--- Set task ---
Copy out the items below from the line containing "steering wheel has been captured?" through the line containing "[51,42,84,65]", reproducing each line unchanged and including both end lines.

====== Data section ======

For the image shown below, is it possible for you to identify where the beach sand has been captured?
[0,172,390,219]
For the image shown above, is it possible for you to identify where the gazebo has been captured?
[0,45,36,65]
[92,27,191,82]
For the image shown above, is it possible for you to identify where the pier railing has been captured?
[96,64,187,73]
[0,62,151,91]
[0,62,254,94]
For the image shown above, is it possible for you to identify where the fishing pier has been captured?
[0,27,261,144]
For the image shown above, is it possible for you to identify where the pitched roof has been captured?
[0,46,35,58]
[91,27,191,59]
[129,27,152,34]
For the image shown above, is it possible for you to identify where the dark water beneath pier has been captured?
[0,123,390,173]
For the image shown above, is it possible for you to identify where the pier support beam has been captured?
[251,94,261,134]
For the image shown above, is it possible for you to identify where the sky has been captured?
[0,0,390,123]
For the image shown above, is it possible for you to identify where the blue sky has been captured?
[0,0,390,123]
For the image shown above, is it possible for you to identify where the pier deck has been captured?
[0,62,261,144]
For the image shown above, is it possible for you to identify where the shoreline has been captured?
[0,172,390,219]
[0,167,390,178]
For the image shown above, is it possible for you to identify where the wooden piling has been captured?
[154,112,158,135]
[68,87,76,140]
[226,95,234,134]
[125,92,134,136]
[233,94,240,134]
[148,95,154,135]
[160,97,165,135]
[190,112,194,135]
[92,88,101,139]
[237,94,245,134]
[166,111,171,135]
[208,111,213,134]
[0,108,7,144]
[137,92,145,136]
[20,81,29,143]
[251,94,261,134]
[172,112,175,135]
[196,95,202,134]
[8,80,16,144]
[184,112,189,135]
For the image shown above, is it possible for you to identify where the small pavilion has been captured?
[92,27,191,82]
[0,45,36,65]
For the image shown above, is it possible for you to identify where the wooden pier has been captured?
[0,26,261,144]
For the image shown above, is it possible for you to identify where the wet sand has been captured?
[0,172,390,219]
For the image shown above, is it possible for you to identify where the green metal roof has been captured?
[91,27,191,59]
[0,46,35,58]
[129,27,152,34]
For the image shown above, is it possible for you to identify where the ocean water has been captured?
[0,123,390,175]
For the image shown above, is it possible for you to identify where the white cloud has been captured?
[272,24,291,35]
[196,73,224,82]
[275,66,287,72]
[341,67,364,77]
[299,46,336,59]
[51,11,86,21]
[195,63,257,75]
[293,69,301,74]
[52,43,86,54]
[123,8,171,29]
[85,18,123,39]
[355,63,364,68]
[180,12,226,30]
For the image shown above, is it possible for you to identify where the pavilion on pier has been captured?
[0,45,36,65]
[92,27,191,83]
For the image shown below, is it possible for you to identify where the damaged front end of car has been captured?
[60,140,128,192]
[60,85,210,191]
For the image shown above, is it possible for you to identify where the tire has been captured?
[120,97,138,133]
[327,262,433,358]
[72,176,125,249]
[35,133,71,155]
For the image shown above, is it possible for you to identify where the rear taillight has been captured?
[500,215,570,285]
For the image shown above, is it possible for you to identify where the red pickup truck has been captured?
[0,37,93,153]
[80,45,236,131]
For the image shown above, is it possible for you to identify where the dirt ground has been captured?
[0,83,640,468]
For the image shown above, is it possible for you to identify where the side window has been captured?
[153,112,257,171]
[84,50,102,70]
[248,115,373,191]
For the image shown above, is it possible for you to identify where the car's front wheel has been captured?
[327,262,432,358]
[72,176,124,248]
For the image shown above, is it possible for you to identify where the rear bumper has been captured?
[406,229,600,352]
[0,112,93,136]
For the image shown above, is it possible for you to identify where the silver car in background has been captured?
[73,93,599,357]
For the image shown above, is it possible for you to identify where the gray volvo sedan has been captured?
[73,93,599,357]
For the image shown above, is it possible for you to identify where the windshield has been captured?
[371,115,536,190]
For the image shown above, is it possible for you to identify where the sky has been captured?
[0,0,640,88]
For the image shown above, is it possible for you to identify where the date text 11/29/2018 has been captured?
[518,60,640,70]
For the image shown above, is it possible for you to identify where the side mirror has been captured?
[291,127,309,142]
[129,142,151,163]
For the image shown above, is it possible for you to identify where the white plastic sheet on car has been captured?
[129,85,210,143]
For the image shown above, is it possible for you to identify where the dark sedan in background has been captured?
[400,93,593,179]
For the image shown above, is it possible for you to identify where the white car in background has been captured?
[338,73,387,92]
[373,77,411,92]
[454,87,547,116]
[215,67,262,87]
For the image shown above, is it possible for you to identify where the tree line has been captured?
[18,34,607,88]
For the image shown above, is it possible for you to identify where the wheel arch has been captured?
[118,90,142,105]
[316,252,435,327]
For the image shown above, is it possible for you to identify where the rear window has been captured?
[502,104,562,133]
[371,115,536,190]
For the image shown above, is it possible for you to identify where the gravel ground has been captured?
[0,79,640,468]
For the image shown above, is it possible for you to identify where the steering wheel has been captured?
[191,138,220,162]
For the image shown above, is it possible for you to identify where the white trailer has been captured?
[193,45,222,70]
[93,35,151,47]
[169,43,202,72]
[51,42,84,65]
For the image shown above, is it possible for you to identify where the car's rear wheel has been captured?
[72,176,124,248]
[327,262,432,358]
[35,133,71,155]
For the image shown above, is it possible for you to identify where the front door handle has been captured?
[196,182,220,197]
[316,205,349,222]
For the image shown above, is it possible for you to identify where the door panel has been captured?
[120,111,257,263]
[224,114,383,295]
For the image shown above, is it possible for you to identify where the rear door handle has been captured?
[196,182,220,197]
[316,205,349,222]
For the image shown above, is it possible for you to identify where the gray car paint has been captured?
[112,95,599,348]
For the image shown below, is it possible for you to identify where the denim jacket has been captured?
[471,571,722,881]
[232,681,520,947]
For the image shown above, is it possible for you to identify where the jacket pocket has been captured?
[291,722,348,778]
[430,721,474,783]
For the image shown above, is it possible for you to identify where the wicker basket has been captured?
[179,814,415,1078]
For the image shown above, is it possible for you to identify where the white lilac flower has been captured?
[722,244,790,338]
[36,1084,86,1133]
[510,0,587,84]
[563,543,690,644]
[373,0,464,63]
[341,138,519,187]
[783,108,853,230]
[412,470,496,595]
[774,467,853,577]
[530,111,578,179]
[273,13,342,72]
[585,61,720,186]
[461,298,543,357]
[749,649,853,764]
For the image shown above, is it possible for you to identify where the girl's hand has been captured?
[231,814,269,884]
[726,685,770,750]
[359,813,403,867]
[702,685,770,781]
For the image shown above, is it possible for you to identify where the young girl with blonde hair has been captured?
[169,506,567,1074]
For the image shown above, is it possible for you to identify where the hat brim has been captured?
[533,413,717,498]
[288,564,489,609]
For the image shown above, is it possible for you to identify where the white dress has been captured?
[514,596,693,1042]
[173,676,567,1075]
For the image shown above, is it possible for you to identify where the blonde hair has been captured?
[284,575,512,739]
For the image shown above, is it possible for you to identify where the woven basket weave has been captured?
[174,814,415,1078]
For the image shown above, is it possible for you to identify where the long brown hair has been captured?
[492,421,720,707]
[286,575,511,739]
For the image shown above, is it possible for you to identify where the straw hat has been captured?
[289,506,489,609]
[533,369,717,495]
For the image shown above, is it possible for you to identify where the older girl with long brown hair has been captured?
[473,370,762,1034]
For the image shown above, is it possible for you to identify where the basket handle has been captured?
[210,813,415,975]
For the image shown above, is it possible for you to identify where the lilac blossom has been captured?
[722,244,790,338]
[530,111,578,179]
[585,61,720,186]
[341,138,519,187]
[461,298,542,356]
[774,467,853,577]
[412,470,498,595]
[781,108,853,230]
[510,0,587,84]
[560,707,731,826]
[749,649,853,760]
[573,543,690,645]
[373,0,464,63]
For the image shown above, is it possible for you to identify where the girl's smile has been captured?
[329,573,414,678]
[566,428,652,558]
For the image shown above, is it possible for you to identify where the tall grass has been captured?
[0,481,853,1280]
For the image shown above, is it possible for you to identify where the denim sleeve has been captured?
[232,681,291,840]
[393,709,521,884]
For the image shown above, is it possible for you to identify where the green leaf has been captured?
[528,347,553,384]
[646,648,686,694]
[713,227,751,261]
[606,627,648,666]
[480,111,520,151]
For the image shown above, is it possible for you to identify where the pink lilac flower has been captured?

======

--- Result of the exercise ---
For the image shown above, is it possible for you to identify where the steering wheel has been captured?
[191,138,220,162]
For the image shown above, is it possible for you to identify where the white trailer has been captured?
[193,45,222,70]
[93,35,151,47]
[169,43,202,72]
[51,42,84,65]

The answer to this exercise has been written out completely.